◆ Records ◆
•••••

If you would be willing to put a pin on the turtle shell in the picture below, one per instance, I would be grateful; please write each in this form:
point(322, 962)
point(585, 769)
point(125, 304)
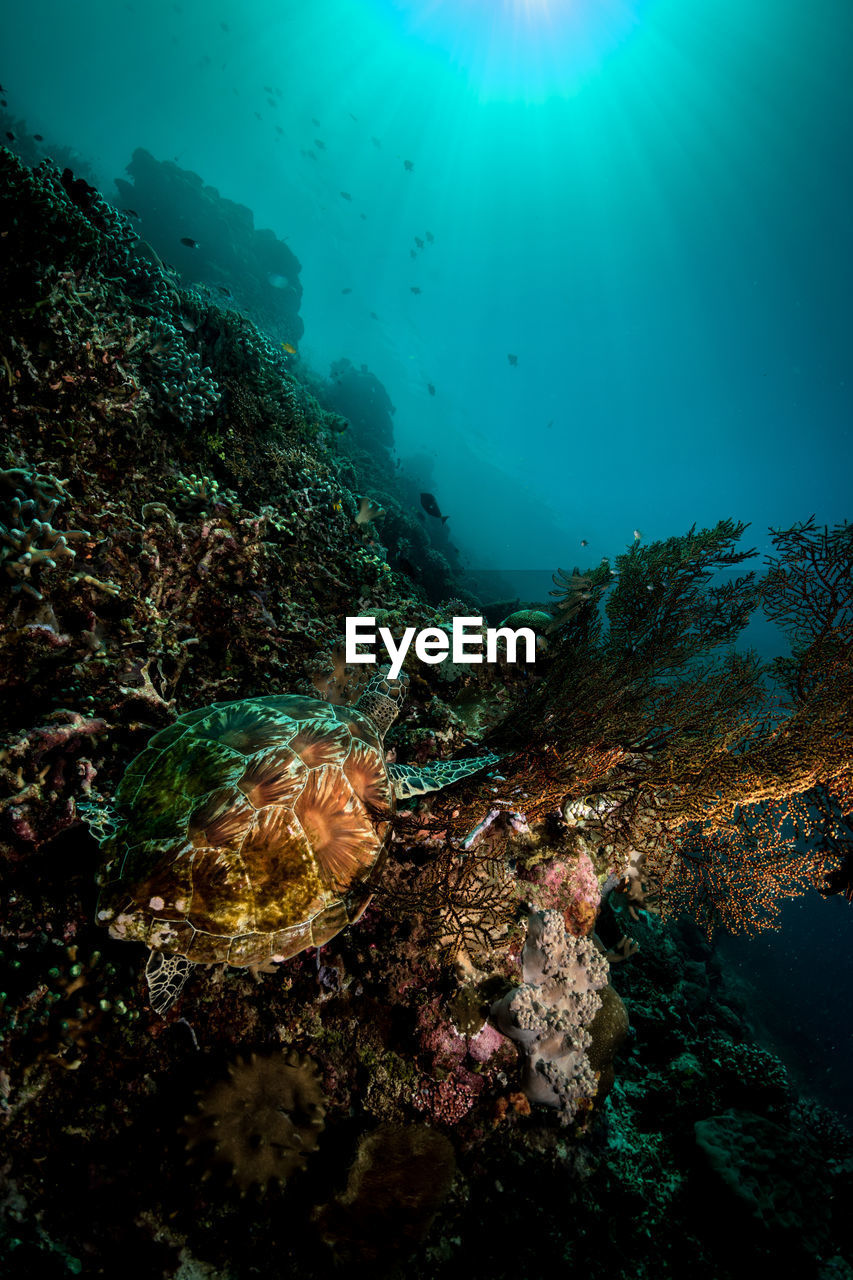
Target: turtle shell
point(249, 831)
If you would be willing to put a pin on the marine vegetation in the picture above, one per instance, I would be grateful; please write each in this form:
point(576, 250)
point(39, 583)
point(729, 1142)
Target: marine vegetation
point(501, 1028)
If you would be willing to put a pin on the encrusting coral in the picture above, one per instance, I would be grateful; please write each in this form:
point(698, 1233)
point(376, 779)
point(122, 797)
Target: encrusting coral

•••••

◆ Exercise ◆
Rewrite all of the rows above, replacing each "pin" with "marker" and leaving everything else unchanged. Omit the pictures from your answer.

◆ Correct result ◆
If you would be willing to put a marker on the turtle shell in the picture below, one per instance, I would be grateful; please write each in this form:
point(322, 962)
point(585, 769)
point(125, 304)
Target: turtle shell
point(249, 831)
If you would be willing to put a marker on the marine vegetation in the picture above, one per instance, I would be grateful; please write each in this form:
point(576, 250)
point(39, 583)
point(729, 1142)
Target: marine vegetation
point(501, 1028)
If you would be willing to put a marker on the encrusting coral in the picture above, one per instance, I would be grateful; please write each in this form:
point(698, 1233)
point(376, 779)
point(122, 797)
Target: encrusting coral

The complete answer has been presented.